◆ **QUESTIONS ON THE MATERIAL**:
A – From the Human Music concert review, quote the passage starting at "Secondly, and most" and ending at "second to none.".
B – According to the Human Music concert review, which two songs did Dance with the Dead cover?

◆ **GIVEN TEXT**:
■ ■ ■ ■

Following them were the duo known as Night Club who, I will admit, I mostly knew beforehand for doing the theme song to the short-lived 1980’s themed animated series “Moonbeam City.” Therefore I was really excited going into the show to see what else they had to offer and, not only was I pleasantly surprised, but I was blown away. They know how to work a crowd for one thing.

Secondly, and most importantly, their songs are infectious with catchy hooks and lyrics that are fun to sing along with as well. Total class acts at the top of their game with a synthpop styling that is second to none.

20170528_223510Speaking of an act at the top of their game, following them was Bit Shifter, one of the premiere chiptune acts who deals in a three-way Game Boy assault. Now, I won’t pretend to know anything in terms of how utilizing Game Boys to produce music works, but what I can tell you is how fascinating it was to watch Bit Shifter work his magic. Switching cartridges in and out of Game Boys in the middle of songs, pressing buttons and inputting commands, all with lightning fast reflexes. It just showed that, yeah, he’s been doing this for a lot longer than most but even still he hasn’t lost a beat; he controls it like a microchipped maestro.

Up next was someone that really needs no introduction: GosT. Quite possibly one of the biggest acts that was there, due to the fact that the crowd really crammed in as close as possible for him, it was an interesting road to this experience for me. Up until this point I had never seen him live, but not from lack of trying, as I had unfortunately missed his last show in Boston.

20170528_234010Therefore I was really excited for his portion of the show and, as fate would have it, my waiting was rewarded in the oddest of ways. As often happens at any show, you find yourself standing in one spot and then, as people cram in around you and shuffle around you start to drift a little bit from your original spot.

Somehow, in all this shuffling, I went from being just off to the left of the stage to standing on the small staircase leading up to the stage! I could not have been more than five feet away from GosT, and with such a vantage point I was able to take tons of amazing pictures, but perhaps none better than the one you see now. I just love how it looks like he’s staring straight at me, shoulder on his synth, giving me a bit of a shrug in the process. It was an amazing experience that I’ll never forget.


And so we come to the end of Human Music, the last act of the last night, none other than Dance with the Dead. With an equal mix of being behind the table, laying down the beats, and out in front wailing on the guitar, they absolutely killed it and destroyed whatever remained of Human Music. It’s been a long time since I really let loose and headbanged, but Dance with the Dead had my neck snapping back and forth like the old days, and even though I felt it in the morning I was still left with a smile on my face.

They also had a few surprises up their sleeves in the form of two covers, one of Queen’s “We Will Rock You” during the middle of their set, and Metallica’s “Master of Puppets” as their encore. Now, I’m not usually one for covers, but they did them justice and made them their own and you know you’re doing something right when the crowd sings along to your rendition; Dance with the Dead had the crowd eating out the palm of their hands. This was also their first ever show on the East Coast, so here’s hoping they come back…

Perhaps at Human Music 2? Hmm…


Post Credits Scene: Not mere days after the conclusion of Human Music 2017, over on the official Facebook event page, the official account of QXT said that Human Music 2018 has already been given the green light! If this year’s event was any indication, next year is sure to be just as awesome if not better, and you can bet that I will be back there once again for coverage! I can only hope that many more acts will get the chance to be noticed but, at this time, there are no further details other than the knowledge it will be happening.

■ ■ ■ ■

◆ **RECORD SET**:
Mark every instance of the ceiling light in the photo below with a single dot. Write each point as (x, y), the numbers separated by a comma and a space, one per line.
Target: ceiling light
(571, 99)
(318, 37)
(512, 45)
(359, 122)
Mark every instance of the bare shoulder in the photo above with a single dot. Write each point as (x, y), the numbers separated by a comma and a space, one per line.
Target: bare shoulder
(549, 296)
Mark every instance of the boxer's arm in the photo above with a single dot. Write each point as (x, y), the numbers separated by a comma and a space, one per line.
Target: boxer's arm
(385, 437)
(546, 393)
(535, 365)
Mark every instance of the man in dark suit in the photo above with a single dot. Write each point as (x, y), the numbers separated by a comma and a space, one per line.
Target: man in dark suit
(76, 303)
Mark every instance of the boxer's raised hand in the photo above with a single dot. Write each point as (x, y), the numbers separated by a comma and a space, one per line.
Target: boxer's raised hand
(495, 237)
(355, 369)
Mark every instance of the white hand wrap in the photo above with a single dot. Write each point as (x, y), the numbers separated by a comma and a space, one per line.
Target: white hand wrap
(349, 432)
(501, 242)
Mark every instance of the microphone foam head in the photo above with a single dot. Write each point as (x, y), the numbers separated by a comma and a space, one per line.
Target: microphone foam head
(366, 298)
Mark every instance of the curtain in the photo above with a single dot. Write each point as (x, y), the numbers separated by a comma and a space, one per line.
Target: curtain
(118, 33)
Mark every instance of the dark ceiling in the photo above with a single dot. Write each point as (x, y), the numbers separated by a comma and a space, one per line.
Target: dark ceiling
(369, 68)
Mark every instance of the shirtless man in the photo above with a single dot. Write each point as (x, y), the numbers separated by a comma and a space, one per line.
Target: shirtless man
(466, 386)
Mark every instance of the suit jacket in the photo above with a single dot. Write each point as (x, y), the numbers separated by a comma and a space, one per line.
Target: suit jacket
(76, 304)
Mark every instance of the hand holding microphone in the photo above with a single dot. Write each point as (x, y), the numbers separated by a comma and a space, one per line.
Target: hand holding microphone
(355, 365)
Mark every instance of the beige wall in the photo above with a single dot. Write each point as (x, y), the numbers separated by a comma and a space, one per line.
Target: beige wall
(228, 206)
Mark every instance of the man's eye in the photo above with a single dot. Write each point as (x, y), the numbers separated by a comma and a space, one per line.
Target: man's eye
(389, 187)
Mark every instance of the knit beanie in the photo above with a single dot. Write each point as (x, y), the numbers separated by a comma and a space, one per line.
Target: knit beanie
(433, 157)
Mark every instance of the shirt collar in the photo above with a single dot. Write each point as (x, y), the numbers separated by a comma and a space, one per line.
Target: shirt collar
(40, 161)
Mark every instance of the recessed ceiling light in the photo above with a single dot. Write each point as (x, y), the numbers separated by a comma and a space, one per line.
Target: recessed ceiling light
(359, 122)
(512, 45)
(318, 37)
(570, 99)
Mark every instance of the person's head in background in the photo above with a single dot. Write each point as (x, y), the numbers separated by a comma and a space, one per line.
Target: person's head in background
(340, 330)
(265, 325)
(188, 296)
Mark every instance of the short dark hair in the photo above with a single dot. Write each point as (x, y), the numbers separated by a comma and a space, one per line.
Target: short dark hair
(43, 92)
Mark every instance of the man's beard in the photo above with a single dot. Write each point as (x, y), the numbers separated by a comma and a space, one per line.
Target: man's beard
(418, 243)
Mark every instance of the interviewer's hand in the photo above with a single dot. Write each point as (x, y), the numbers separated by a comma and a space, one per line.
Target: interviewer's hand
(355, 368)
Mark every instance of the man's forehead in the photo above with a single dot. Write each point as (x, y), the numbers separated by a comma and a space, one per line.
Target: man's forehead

■ ■ ■ ■

◆ **ANSWERS FOR THE EXERCISE**:
A –
Secondly, and most importantly, their songs are infectious with catchy hooks and lyrics that are fun to sing along with as well. Total class acts at the top of their game with a synthpop styling that is second to none.

B – Queen's "We Will Rock You" and Metallica's "Master of Puppets."